### About this task
For the entries that follow, set down each one exactly and drop any pictures.

[Referring expression data]
┌────────
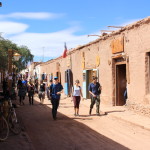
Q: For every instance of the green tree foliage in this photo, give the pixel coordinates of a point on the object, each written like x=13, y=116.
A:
x=26, y=56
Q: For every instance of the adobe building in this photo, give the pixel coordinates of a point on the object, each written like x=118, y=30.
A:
x=120, y=59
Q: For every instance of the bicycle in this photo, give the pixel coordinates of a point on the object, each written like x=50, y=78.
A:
x=4, y=128
x=13, y=122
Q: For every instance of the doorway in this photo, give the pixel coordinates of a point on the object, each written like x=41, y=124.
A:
x=68, y=82
x=87, y=79
x=58, y=74
x=120, y=84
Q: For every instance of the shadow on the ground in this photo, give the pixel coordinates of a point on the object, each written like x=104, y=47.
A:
x=113, y=111
x=63, y=134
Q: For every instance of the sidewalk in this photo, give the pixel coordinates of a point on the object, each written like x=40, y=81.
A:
x=120, y=112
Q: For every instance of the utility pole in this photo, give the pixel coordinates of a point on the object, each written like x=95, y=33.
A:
x=43, y=54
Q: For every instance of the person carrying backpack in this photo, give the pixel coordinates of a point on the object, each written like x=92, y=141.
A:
x=55, y=93
x=95, y=91
x=76, y=95
x=30, y=92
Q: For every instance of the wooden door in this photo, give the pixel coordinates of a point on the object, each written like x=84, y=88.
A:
x=120, y=84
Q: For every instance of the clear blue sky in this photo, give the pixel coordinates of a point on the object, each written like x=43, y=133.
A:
x=45, y=25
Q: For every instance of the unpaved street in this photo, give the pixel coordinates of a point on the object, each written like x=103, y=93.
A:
x=79, y=133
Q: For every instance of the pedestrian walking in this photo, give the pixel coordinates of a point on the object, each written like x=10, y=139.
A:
x=21, y=93
x=95, y=91
x=4, y=86
x=31, y=93
x=76, y=95
x=42, y=92
x=36, y=86
x=55, y=92
x=48, y=89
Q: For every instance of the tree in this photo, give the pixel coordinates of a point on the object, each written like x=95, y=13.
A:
x=24, y=51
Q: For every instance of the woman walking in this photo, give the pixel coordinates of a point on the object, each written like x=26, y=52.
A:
x=21, y=93
x=42, y=92
x=30, y=92
x=76, y=94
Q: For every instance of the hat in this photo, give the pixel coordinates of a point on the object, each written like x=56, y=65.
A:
x=55, y=78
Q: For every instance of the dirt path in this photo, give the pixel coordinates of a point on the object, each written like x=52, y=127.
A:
x=79, y=133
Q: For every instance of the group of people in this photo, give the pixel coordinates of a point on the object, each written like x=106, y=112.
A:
x=94, y=90
x=25, y=87
x=54, y=91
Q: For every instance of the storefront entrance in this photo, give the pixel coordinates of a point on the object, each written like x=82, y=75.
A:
x=120, y=84
x=87, y=79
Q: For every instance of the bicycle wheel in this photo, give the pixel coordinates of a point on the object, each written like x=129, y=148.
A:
x=13, y=123
x=4, y=129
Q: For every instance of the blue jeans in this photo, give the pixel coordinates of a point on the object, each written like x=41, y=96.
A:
x=97, y=101
x=55, y=104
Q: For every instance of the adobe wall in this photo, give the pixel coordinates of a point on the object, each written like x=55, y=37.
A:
x=136, y=44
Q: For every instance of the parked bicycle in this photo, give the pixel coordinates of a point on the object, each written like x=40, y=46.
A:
x=4, y=128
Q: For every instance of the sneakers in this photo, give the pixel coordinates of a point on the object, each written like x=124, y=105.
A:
x=90, y=111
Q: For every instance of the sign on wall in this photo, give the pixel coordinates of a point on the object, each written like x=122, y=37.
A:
x=97, y=61
x=83, y=60
x=117, y=45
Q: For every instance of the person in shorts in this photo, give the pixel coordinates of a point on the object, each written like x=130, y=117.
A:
x=76, y=95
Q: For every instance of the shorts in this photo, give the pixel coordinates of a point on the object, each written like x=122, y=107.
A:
x=41, y=95
x=76, y=100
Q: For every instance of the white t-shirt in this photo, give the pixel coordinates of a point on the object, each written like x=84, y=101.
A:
x=76, y=90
└────────
### Solution for this task
Q: For every instance of the green tree foliage in this photo, give the pixel coordinates of a point on the object, each written like x=13, y=116.
A:
x=26, y=56
Q: For every instance of the adobe building in this photo, give the pixel coordinates of a point on the object, each written like x=118, y=30.
A:
x=120, y=59
Q: For every instance of the bicycle in this photo, give the pixel coordinates of a point on the object, each written like x=50, y=78.
A:
x=4, y=128
x=13, y=122
Q: For every instance of the doorway in this photo, give the pixel coordinates of a point on the object, each written like x=41, y=124.
A:
x=68, y=82
x=87, y=79
x=58, y=74
x=120, y=84
Q: For every instance of the shadow on the ground in this photo, give the pixel coordinates of a point on the object, each written like x=104, y=47.
A:
x=113, y=111
x=63, y=134
Q: For every instance of the sidewalk in this photo, give the pixel coordinates of a point on the object, each written like x=40, y=81.
A:
x=120, y=112
Q: For every instance of the utility pole in this photo, give the pixel coordinates of a point on the object, each written like x=95, y=33.
A:
x=43, y=54
Q: For every instance of the person carrying backpack in this photo, give the pixel coordinates of a point on the object, each written like x=92, y=141.
A:
x=55, y=93
x=95, y=91
x=76, y=95
x=30, y=92
Q: For every instance of the wooden door in this photo, give the pixel coordinates of a point on the object, each written like x=84, y=88.
A:
x=120, y=84
Q: For every instance of the clear blue sky in this photo, give the pixel coordinates of a point on the object, each written like x=43, y=133.
A:
x=45, y=25
Q: For every instance of the unpaved street in this photo, give the pixel coordinates of a point on the object, each written like x=103, y=93.
A:
x=79, y=133
Q: For every instance of the pedestrian walking in this photo, give the pixel coordinates of a point on the object, each written like x=10, y=139.
A:
x=21, y=93
x=95, y=91
x=4, y=86
x=31, y=93
x=76, y=95
x=42, y=92
x=36, y=86
x=55, y=92
x=48, y=89
Q: For every instance of the tree in this photo, give the pixel coordinates of a point on the object, each written like x=95, y=13.
A:
x=24, y=51
Q: For every instance of the woman walking in this photo, give the pixel coordinates of a point on the object, each written like x=26, y=52.
A:
x=21, y=93
x=42, y=92
x=30, y=92
x=76, y=94
Q: For every instance of the hat in this photo, give the pixel coordinates of a point on the object, each written like x=56, y=65.
A:
x=55, y=78
Q: For every instance of the dirt path in this photo, give the pixel coordinates of a point on the object, each written like x=52, y=127.
A:
x=79, y=133
Q: For every instance of the group of people in this photo, give the pixel coordinates of a point on the object, each written like x=106, y=112.
A:
x=94, y=90
x=25, y=87
x=54, y=91
Q: For every instance of the storefront entrance in this photo, give the pixel coordinates of a point on the object, each written like x=82, y=75.
A:
x=120, y=84
x=87, y=79
Q: For every instance of the bicycle wheel in this photo, give the pixel coordinates of a point on the object, each written like x=129, y=148.
A:
x=13, y=123
x=4, y=129
Q: For every instance of the blue jeans in this photo, give the pixel coordinates of a point on the object, each written like x=41, y=96.
A:
x=97, y=101
x=55, y=104
Q: For every instance of the adobe wall in this photo, give the pixel coordinates of a point on the object, each written like x=55, y=37.
A:
x=136, y=44
Q: For every instance of the parked bicycle in this photo, give the pixel coordinates of a point on the object, each written like x=40, y=46.
A:
x=4, y=128
Q: For every instance of the sneakers in this photo, give the pixel coordinates of a point on the object, each written like x=124, y=105.
A:
x=90, y=111
Q: For every instance of the sign on wall in this photo, give the pixel coordinates of a point on the object, each written like x=122, y=37.
A:
x=97, y=61
x=83, y=60
x=117, y=45
Q: For every instance of the person in shorts in this photo, give the pixel coordinates of a point on the object, each written like x=130, y=117.
A:
x=76, y=95
Q: For every instance of the shorts in this photo, give the pixel coordinates of a point on the object, each written like x=122, y=107.
A:
x=41, y=95
x=76, y=100
Q: For every instance of the white t-shirt in this photo, give the pixel coordinates of a point on the object, each written like x=84, y=101.
A:
x=76, y=90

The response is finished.